Task goal
Begin at the line containing "tall grass, place" and end at the final line of the entries. Please reproduce those lines exactly.

Dataset entries
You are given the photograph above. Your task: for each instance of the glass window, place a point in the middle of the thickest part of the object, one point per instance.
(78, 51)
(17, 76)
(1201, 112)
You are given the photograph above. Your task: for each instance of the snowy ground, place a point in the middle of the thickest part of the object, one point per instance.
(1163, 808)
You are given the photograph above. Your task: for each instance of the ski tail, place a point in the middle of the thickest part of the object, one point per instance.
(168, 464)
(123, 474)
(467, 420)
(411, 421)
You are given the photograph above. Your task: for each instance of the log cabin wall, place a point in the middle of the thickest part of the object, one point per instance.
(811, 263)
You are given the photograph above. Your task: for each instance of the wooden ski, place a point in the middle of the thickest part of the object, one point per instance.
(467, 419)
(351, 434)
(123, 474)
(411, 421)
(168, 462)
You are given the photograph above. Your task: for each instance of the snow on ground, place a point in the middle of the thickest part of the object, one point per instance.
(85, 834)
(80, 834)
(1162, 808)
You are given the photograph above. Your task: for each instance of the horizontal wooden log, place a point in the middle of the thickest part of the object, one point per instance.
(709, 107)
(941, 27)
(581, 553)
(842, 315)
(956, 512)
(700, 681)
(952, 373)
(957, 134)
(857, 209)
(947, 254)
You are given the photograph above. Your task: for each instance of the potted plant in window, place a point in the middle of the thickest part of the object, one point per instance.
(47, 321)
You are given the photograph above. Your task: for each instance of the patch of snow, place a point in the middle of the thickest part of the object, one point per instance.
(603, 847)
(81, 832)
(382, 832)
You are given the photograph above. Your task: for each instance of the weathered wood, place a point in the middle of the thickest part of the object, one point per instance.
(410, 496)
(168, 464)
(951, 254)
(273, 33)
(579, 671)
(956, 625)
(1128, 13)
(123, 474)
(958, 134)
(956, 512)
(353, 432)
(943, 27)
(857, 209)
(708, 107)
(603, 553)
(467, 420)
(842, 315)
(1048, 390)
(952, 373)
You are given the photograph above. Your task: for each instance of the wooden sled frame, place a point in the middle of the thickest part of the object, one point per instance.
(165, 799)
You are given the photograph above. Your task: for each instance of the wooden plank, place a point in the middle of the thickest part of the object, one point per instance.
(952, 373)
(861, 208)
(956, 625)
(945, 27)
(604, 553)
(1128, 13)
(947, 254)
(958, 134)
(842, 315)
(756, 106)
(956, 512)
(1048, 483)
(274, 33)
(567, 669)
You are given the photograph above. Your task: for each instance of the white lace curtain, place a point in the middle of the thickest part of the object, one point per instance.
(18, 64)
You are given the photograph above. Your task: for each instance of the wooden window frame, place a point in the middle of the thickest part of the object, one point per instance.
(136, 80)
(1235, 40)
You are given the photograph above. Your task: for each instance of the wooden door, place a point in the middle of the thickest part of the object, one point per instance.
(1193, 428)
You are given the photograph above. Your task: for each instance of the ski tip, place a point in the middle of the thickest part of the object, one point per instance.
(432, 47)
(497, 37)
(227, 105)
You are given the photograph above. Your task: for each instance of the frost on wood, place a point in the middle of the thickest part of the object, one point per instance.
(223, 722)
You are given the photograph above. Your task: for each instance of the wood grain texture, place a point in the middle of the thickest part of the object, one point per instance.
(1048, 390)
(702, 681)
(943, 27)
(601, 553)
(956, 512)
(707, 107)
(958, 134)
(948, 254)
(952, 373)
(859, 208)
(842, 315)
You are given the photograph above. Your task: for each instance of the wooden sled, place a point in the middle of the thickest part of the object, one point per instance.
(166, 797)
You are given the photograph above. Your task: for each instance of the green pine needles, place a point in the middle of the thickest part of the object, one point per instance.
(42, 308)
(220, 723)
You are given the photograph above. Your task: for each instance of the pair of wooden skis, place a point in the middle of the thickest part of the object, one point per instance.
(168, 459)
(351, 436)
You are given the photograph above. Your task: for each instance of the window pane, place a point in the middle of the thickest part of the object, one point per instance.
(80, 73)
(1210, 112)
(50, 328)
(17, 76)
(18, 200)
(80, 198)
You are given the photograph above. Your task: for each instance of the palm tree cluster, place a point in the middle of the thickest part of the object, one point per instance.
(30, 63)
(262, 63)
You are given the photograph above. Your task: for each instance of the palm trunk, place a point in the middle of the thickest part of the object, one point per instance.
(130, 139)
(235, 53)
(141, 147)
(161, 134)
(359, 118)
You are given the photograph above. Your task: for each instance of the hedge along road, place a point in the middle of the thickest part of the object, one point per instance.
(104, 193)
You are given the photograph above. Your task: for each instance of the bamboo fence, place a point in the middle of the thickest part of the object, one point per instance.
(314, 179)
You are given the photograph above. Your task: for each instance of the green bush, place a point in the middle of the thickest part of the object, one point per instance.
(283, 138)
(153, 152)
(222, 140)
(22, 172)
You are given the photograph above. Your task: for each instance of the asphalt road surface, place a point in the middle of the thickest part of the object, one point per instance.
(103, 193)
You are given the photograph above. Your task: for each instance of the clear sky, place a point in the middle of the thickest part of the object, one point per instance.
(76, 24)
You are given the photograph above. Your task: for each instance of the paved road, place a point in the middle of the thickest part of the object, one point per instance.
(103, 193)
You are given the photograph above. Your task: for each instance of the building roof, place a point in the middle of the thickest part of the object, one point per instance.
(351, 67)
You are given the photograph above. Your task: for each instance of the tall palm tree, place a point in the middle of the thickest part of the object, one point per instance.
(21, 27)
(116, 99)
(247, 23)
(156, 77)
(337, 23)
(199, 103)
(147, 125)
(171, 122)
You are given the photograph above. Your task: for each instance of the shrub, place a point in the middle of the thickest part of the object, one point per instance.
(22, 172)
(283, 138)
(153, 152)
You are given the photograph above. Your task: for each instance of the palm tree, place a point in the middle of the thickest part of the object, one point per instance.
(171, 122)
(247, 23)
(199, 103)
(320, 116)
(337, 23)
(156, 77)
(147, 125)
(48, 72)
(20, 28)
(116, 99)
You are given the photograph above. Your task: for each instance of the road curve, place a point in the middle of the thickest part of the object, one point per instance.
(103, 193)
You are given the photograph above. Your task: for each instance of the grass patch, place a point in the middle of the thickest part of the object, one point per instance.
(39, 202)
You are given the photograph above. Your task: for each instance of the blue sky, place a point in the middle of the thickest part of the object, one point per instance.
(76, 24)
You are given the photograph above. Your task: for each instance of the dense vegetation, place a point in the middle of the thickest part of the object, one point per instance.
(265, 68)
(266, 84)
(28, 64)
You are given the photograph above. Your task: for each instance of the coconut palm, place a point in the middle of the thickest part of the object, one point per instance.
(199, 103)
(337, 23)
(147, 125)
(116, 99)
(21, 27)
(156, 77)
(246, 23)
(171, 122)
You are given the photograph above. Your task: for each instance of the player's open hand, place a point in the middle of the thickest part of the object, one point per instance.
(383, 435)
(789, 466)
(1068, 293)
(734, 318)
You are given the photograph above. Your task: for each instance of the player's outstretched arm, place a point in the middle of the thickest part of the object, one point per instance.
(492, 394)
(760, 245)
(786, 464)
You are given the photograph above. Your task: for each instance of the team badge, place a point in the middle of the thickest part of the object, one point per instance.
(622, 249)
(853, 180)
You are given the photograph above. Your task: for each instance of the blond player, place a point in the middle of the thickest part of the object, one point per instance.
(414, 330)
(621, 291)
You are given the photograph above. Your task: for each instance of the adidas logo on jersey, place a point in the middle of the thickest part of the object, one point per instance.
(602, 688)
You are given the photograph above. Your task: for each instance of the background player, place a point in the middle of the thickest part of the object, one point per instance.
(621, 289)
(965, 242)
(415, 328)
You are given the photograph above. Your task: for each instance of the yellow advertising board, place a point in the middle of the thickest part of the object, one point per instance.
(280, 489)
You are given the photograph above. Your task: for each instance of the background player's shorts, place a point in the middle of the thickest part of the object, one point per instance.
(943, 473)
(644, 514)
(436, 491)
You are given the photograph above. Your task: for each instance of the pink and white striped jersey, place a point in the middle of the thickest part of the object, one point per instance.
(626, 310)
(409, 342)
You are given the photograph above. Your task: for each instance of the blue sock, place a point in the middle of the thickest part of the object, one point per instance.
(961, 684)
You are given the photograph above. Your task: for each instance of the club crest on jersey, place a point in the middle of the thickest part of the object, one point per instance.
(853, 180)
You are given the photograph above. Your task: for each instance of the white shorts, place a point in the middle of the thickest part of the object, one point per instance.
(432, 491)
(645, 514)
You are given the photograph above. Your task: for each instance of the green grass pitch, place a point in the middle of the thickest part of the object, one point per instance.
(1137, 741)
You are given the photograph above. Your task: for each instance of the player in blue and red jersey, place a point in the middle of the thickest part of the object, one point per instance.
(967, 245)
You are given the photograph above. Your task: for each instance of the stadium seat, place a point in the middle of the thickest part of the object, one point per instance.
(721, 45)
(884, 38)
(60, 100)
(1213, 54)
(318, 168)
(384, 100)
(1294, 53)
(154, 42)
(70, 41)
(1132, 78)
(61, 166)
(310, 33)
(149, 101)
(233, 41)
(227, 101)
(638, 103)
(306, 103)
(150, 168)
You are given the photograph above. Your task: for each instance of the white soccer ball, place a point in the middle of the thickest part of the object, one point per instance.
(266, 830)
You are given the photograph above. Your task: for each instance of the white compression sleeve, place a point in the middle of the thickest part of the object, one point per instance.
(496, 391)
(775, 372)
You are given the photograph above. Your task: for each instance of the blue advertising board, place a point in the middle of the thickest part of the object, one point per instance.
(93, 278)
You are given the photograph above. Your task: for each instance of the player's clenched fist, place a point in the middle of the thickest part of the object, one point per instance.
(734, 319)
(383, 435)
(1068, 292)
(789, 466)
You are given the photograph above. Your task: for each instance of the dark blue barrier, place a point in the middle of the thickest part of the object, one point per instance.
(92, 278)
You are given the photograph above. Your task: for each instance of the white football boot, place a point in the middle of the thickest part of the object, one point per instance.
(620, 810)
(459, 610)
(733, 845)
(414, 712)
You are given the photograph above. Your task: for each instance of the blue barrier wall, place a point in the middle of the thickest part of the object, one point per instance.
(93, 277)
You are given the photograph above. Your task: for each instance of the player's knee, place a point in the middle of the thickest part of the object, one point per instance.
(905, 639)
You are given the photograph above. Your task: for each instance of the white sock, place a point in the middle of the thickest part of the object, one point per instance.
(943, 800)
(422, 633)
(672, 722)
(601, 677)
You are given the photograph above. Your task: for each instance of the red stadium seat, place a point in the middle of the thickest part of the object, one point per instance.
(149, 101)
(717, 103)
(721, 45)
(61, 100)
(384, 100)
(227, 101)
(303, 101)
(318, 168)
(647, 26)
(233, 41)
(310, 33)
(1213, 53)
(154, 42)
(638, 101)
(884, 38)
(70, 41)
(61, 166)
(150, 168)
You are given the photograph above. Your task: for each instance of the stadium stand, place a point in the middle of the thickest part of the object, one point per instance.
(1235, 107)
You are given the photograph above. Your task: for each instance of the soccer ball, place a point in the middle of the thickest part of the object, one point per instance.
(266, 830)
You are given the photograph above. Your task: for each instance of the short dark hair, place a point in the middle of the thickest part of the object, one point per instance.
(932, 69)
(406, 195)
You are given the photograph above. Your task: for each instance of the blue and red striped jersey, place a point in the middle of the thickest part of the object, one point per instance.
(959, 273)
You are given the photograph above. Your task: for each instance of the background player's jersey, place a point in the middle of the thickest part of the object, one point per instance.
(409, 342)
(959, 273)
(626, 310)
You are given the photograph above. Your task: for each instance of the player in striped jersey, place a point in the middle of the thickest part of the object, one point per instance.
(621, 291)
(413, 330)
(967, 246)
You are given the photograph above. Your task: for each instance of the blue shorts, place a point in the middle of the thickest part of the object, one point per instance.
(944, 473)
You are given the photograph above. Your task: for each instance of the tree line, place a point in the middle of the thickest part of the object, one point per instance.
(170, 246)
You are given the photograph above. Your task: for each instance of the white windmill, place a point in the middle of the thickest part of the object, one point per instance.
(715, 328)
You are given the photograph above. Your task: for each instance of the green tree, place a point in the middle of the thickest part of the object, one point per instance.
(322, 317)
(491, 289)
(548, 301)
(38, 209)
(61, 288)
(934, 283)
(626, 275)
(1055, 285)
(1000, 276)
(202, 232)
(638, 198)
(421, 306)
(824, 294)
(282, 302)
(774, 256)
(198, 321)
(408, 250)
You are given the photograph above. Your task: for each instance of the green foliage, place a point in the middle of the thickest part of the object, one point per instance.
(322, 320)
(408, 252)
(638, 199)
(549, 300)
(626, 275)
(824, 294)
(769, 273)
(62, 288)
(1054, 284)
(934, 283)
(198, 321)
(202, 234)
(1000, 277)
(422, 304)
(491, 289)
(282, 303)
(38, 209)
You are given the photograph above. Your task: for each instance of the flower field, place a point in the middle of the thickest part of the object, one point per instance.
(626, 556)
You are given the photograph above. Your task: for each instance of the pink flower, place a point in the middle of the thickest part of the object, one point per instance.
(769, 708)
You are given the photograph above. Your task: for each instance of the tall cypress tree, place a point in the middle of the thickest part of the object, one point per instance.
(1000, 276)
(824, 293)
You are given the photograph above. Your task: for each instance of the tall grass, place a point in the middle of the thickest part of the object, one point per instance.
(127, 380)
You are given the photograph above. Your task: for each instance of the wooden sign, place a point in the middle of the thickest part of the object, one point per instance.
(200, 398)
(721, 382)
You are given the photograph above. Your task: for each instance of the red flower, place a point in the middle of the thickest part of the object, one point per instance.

Result of this task
You are given the photograph above. Your task: for each instance of the tall grass, place a point in the middle of the thickest part of the object, one point per instance.
(127, 380)
You are given the photograph above. Your task: for each instance of the wooden sign, place a point in the middle of the thickest part of the object, one point per instance.
(200, 398)
(721, 382)
You are given the photograph above. Your task: for each instance of the red flower, place a point in the middle of the thickest part of the object, one point per instance.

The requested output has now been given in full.